**ASSIGNMENT:** Repeat the data below with no changes.

[Dataset entries]
***

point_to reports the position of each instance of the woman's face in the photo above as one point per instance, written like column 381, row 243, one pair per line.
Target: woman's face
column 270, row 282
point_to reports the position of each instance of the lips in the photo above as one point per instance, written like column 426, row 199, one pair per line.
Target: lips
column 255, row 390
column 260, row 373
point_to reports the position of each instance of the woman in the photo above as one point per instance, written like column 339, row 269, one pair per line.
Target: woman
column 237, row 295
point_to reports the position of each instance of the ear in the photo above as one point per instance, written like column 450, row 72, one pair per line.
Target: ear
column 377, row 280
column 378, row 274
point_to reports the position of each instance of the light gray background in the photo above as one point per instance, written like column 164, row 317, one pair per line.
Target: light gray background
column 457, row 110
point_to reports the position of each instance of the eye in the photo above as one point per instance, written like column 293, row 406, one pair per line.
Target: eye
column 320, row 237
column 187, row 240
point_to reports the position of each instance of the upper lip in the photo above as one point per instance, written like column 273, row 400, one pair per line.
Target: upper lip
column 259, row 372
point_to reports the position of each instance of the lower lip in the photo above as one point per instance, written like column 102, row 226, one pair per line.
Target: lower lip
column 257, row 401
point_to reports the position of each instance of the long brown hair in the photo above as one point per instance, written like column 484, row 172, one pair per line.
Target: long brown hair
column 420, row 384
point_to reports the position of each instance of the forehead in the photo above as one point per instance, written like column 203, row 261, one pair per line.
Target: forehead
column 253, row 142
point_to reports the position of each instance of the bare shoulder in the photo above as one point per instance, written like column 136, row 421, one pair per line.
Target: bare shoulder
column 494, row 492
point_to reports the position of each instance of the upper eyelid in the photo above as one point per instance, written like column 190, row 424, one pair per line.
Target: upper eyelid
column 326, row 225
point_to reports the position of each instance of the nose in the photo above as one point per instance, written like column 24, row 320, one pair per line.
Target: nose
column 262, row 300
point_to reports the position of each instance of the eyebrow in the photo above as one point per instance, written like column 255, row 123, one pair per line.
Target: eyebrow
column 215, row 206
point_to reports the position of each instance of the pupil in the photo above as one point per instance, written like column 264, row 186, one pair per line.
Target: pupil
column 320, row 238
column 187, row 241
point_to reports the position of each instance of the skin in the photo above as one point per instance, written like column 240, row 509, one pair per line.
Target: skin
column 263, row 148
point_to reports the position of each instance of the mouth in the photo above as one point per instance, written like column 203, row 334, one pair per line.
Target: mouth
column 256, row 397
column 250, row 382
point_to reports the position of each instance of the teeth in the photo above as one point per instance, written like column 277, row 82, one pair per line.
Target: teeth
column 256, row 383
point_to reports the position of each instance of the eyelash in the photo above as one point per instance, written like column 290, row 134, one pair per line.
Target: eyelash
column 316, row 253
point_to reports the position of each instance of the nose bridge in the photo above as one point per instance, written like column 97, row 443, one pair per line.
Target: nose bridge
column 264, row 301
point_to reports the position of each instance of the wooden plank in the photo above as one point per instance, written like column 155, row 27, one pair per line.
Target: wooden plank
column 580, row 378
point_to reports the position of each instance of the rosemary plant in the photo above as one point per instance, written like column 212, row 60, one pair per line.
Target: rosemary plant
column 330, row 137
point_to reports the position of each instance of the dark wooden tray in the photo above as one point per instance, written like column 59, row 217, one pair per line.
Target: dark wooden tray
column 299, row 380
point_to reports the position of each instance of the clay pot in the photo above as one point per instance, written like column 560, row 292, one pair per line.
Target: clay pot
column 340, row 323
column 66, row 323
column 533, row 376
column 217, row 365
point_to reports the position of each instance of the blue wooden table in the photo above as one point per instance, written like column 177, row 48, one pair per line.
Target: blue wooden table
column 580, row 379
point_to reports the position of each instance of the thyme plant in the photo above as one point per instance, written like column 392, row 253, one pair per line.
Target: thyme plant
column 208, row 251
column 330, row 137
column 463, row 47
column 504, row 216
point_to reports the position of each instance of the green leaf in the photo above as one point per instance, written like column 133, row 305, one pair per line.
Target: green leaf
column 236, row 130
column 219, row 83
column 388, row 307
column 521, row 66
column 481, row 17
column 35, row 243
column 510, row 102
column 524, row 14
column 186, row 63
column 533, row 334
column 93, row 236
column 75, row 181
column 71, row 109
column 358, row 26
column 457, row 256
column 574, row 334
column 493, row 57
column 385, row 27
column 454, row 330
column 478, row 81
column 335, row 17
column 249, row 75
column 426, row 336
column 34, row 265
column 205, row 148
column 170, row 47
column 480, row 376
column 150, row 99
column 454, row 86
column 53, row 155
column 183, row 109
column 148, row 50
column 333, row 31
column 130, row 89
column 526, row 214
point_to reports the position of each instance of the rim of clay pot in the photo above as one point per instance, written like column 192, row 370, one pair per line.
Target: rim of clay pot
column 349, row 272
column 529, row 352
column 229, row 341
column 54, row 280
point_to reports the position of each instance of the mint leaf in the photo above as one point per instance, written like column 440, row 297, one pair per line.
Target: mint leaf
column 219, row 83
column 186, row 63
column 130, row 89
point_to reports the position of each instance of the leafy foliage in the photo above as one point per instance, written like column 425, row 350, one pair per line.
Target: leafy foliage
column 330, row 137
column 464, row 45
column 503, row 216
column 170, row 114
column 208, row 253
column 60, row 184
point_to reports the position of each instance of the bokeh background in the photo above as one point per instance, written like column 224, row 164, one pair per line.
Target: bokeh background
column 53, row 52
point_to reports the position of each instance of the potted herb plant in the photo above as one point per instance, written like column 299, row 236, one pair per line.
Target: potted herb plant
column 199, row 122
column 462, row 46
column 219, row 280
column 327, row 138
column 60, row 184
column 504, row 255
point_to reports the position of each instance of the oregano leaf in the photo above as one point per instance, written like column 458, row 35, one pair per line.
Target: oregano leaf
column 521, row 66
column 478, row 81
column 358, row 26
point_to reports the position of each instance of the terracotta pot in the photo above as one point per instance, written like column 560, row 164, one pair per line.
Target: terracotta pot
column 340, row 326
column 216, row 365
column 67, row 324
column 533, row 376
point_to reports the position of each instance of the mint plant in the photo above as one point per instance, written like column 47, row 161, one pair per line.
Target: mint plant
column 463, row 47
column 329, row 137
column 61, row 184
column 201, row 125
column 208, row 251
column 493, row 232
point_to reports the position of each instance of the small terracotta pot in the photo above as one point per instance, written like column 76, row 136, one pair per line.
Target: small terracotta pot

***

**FINAL ANSWER:**
point_to reports the position of each instance of the woman's face in the photo above as one point per instance, written like column 381, row 243, one pair per line.
Target: woman's face
column 270, row 282
point_to reports the position of each instance of the lips in the photo above as one point per instance, written like column 426, row 199, one pair per line.
Target: lips
column 255, row 390
column 260, row 373
point_to reports the position of each instance of the woman in the photo above as one point per instance, written like column 339, row 269, one pair per line.
Target: woman
column 237, row 295
point_to reports the position of each instance of the ear in the photo above as one point per instance, written like column 450, row 72, one pair per line.
Target: ear
column 377, row 280
column 378, row 274
point_to reports the position of each instance of the light gray background in the photo above as one point per instance, written like column 164, row 317, one pair per line.
Target: light gray background
column 457, row 110
point_to reports the position of each instance of the eye in the photo above as one point per instance, written like column 293, row 406, one pair per line.
Target: eye
column 320, row 237
column 187, row 240
point_to reports the position of each instance of the upper lip in the photo above as one point per instance, written like column 273, row 400, one pair per line.
Target: upper lip
column 259, row 372
point_to reports the position of each instance of the lower lip in the photo above as one point per instance, written like column 102, row 226, one pair per line.
Target: lower lip
column 257, row 401
point_to reports the position of each instance of the long brown hair in the photo above as one point per instance, written like column 484, row 172, one pair per line.
Target: long brown hair
column 420, row 384
point_to reports the position of each instance of the forehead in the photo above as one point per instance, written like column 203, row 261, one pair per line.
Target: forehead
column 253, row 142
point_to reports the position of each instance of the bare shoulder in the photo above as one point per instance, written like column 136, row 421, one pair per line.
Target: bare shoulder
column 494, row 492
point_to reports the position of each instance of the upper eyelid in the photo above as one point per instance, written like column 190, row 424, one pair per line.
Target: upper eyelid
column 326, row 225
point_to reports the position of each instance of the nose in the photo above as one point per instance, written like column 24, row 320, one pair per line.
Target: nose
column 262, row 300
point_to reports the position of each instance of the eyebrow in the photo above as one point per instance, written like column 255, row 123, one pair per line.
Target: eyebrow
column 215, row 206
point_to reports the position of each instance of the pupil in the photo above as one point per instance, written like column 264, row 186, one pair per line.
Target: pupil
column 320, row 238
column 187, row 241
point_to reports the position of each instance of the skin in the photo above as one point per instance, written like column 240, row 509, one pair per line.
Target: skin
column 263, row 148
point_to reports the position of each instance of the mouth in the photo above as one point per instance, written like column 203, row 334, one pair per line.
Target: mouth
column 256, row 397
column 250, row 382
point_to reports the position of each instance of the teeth in the photo above as one point per instance, written like column 277, row 82, one pair per line.
Target: teeth
column 256, row 383
point_to reports the position of each instance of the eyelash in the photo above as one point per instance, written like column 290, row 134, one pair per line.
Target: eyelash
column 316, row 253
point_to reports the position of each instance of the nose bridge in the photo above as one point per instance, written like column 97, row 443, one pair per line.
Target: nose bridge
column 264, row 301
point_to reports the position of each instance of the wooden plank in the photo above as one point per instance, written like column 155, row 27, one pair per line.
Target: wooden plank
column 580, row 378
point_to reports the position of each instance of the rosemary plant in the photo above as one point per instance, written like column 212, row 60, one pair per line.
Target: rosemary plant
column 330, row 137
point_to reports the position of each instance of the dark wooden tray in the photo above as one point per instance, written like column 59, row 217, one pair per line.
Target: dark wooden tray
column 299, row 380
point_to reports the position of each instance of the clay pot in the photo above as one point per instance, written like column 560, row 292, one pair per line.
Target: clay pot
column 340, row 323
column 66, row 323
column 533, row 376
column 217, row 365
point_to reports the position of each instance of the blue wooden table in the photo above as one point per instance, written like column 177, row 48, one pair per line.
Target: blue wooden table
column 580, row 379
point_to reports the position of each instance of the thyme plant in the photo above as one point per instance, written like column 392, row 253, one pair per line.
Target: thyme plant
column 208, row 251
column 330, row 137
column 463, row 47
column 504, row 216
point_to reports the position of each instance of the green leaf in the photo above as one point per instance, written like column 133, row 305, one pair per line.
Target: green leaf
column 236, row 130
column 219, row 83
column 388, row 307
column 521, row 66
column 481, row 17
column 35, row 243
column 510, row 102
column 524, row 14
column 186, row 63
column 533, row 334
column 93, row 236
column 75, row 181
column 71, row 109
column 358, row 26
column 457, row 256
column 574, row 334
column 493, row 57
column 385, row 27
column 454, row 330
column 478, row 81
column 335, row 17
column 249, row 75
column 426, row 336
column 34, row 265
column 205, row 148
column 170, row 47
column 480, row 376
column 150, row 99
column 454, row 86
column 53, row 155
column 183, row 109
column 148, row 50
column 333, row 31
column 130, row 89
column 526, row 214
point_to reports the position of each instance of the rim of clay pot in the photo above as one point per instance, written like column 192, row 370, one pair per line.
Target: rim of clay pot
column 349, row 272
column 529, row 352
column 229, row 341
column 54, row 280
point_to reports the position of each instance of the mint leaf in the photo above as one point per instance, written like column 440, row 297, one pair per line.
Target: mint leaf
column 219, row 83
column 186, row 63
column 130, row 89
point_to reports the position of each instance of the leafy foliage in the photo above as one point per instance, written like column 425, row 350, one pair per line.
Target: leafy foliage
column 330, row 137
column 464, row 45
column 503, row 216
column 170, row 114
column 208, row 253
column 60, row 184
point_to reports the position of each instance of the bokeh background in the photo above as one point per instance, written like column 224, row 164, one pair per line.
Target: bokeh background
column 53, row 52
point_to reports the position of each instance of the potted herb plant in the photo above as one point per instance, written like column 299, row 236, one pair per line.
Target: potted herb plant
column 199, row 122
column 462, row 46
column 219, row 280
column 327, row 138
column 60, row 184
column 504, row 255
point_to reports the position of each instance of the oregano leaf in the photo above as one point per instance, written like column 458, row 35, one pair per line.
Target: oregano leaf
column 521, row 66
column 478, row 81
column 358, row 26
point_to reports the position of each instance of the terracotta pot in the photo above as one point per instance, written like column 560, row 164, one pair per line.
Target: terracotta pot
column 340, row 326
column 216, row 365
column 67, row 324
column 533, row 376
point_to reports the position of each instance of the mint plant in the photo above as one point per instance, written like column 47, row 161, one pair per line.
Target: mint plant
column 463, row 47
column 329, row 137
column 61, row 184
column 201, row 125
column 208, row 251
column 493, row 232
point_to reports the position of each instance of the small terracotta pot in the photo above as one point per instance, written like column 76, row 136, one pair per line.
Target: small terracotta pot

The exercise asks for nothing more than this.